Dataset rows about where objects appear:
========================================================================

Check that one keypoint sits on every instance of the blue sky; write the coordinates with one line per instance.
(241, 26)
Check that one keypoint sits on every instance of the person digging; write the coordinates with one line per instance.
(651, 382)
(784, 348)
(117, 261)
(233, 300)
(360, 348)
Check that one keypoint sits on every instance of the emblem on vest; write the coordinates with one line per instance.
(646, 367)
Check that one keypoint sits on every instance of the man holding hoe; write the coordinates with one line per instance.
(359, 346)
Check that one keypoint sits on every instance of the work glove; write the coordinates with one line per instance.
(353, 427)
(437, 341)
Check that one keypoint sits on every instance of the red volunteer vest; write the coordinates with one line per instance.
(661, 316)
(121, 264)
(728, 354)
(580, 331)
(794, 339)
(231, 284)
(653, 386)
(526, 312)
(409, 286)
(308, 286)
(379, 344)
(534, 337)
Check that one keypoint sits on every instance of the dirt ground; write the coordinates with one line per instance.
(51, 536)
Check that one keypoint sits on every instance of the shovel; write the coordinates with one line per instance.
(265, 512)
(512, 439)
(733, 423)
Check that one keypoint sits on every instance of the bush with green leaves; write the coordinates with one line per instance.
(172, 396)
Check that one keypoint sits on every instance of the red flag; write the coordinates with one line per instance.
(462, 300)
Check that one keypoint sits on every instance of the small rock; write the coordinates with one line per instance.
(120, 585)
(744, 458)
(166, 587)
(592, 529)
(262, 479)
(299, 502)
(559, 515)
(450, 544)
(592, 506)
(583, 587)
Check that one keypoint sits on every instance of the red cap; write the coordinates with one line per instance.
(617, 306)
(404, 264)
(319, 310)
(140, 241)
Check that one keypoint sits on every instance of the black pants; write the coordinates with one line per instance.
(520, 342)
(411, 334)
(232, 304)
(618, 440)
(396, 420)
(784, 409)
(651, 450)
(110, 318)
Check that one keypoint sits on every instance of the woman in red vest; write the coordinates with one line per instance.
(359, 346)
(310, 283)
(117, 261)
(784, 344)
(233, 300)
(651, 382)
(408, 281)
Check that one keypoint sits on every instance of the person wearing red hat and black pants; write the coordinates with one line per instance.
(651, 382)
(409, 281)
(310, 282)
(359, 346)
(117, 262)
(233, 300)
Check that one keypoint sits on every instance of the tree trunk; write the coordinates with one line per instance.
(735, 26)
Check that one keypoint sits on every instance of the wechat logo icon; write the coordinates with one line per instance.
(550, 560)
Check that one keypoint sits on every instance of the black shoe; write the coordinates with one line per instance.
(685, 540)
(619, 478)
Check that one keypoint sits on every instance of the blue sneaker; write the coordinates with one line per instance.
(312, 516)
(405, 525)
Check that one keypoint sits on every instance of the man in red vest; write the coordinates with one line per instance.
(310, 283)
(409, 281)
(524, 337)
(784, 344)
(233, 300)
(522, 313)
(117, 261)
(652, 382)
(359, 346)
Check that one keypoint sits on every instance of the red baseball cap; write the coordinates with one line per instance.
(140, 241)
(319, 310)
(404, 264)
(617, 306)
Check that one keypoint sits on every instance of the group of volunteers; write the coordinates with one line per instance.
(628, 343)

========================================================================

- _Exercise directions_
Lay out every line of the items above as a JSON list of strings, one string per line, with blank lines omitted.

- _Solution to this task_
[
  "Check that one keypoint sits on every instance of the blue sky; write the coordinates with one line per instance.",
  "(241, 26)",
  "Check that one keypoint sits on every instance of the person digging; write the coordinates with one line per instance.",
  "(651, 382)",
  "(784, 348)",
  "(117, 261)",
  "(233, 300)",
  "(360, 348)",
  "Check that one keypoint sits on every instance of the emblem on vest; write the coordinates with one line per instance.",
  "(646, 367)",
  "Check that one keypoint sits on every instance of the man holding hoe; write the coordinates with one line per instance.",
  "(359, 346)",
  "Check that one keypoint sits on every instance of the work glove; write the coordinates with one line per instance.",
  "(353, 427)",
  "(437, 341)",
  "Check that one keypoint sits on every instance of the red volunteer vest; write the coordinates with one line per instance.",
  "(661, 316)",
  "(121, 264)",
  "(728, 354)",
  "(580, 331)",
  "(794, 339)",
  "(231, 284)",
  "(653, 386)",
  "(526, 312)",
  "(409, 286)",
  "(308, 286)",
  "(379, 344)",
  "(534, 337)",
  "Check that one keypoint sits on every instance of the dirt ground; write the coordinates with one line per instance.",
  "(51, 536)",
  "Check that one keypoint sits on every instance of the shovel; write the coordinates with one line per instance.",
  "(265, 512)",
  "(512, 439)",
  "(733, 423)",
  "Check that one keypoint sits on every instance of the bush with green leaves; write the coordinates with one line per instance.",
  "(172, 396)",
  "Check that one keypoint sits on every instance of the red flag; write the coordinates with one line per instance.",
  "(462, 300)",
  "Check that one keypoint sits on every instance of the small rock; write the coordinates with one line per instance.",
  "(120, 585)",
  "(744, 458)",
  "(166, 587)",
  "(592, 529)",
  "(262, 479)",
  "(299, 502)",
  "(559, 515)",
  "(450, 544)",
  "(592, 506)",
  "(583, 587)",
  "Check that one keypoint sits on every instance of the red cap; write the coordinates with one line per instance.",
  "(617, 306)",
  "(404, 264)",
  "(319, 310)",
  "(140, 241)",
  "Check that one keypoint sits on every instance of the black pants; write the coordinates with one line per instance.",
  "(520, 342)",
  "(411, 334)",
  "(232, 304)",
  "(618, 440)",
  "(396, 420)",
  "(784, 409)",
  "(651, 450)",
  "(110, 318)",
  "Check that one keypoint sits on every instance of the woman in red vest; write the coordinates with one line per instance.",
  "(359, 346)",
  "(310, 283)",
  "(117, 261)",
  "(784, 344)",
  "(233, 300)",
  "(651, 382)",
  "(408, 281)",
  "Check that one keypoint sits on every instance of the person wearing red hat and black pants; write the coordinates with one line per instance.",
  "(651, 382)",
  "(409, 281)",
  "(310, 282)",
  "(359, 346)",
  "(117, 262)",
  "(233, 300)",
  "Check that one keypoint sits on every instance of the tree trunk; write the coordinates with one line per instance.",
  "(735, 26)",
  "Check that one keypoint sits on every instance of the wechat logo icon; write the coordinates with one line per instance.",
  "(550, 560)",
  "Check that one keypoint sits on every instance of the black shoe; write the coordinates with one line per instance.",
  "(685, 540)",
  "(619, 478)",
  "Check that one keypoint sits on every instance of the blue sneaker; write the coordinates with one line per instance.",
  "(312, 516)",
  "(405, 525)",
  "Check that one keypoint sits on every instance of the man in red vest; write the coordinates with one line per instance.",
  "(310, 283)",
  "(409, 281)",
  "(524, 337)",
  "(784, 344)",
  "(233, 300)",
  "(522, 313)",
  "(117, 261)",
  "(652, 382)",
  "(359, 346)",
  "Check that one keypoint sits on every instance of the red baseball cap; write the coordinates with one line per instance.",
  "(140, 241)",
  "(319, 310)",
  "(404, 264)",
  "(617, 306)",
  "Check that one keypoint sits on every instance of the group of volunteers; write the coordinates with one line per instance.",
  "(628, 343)"
]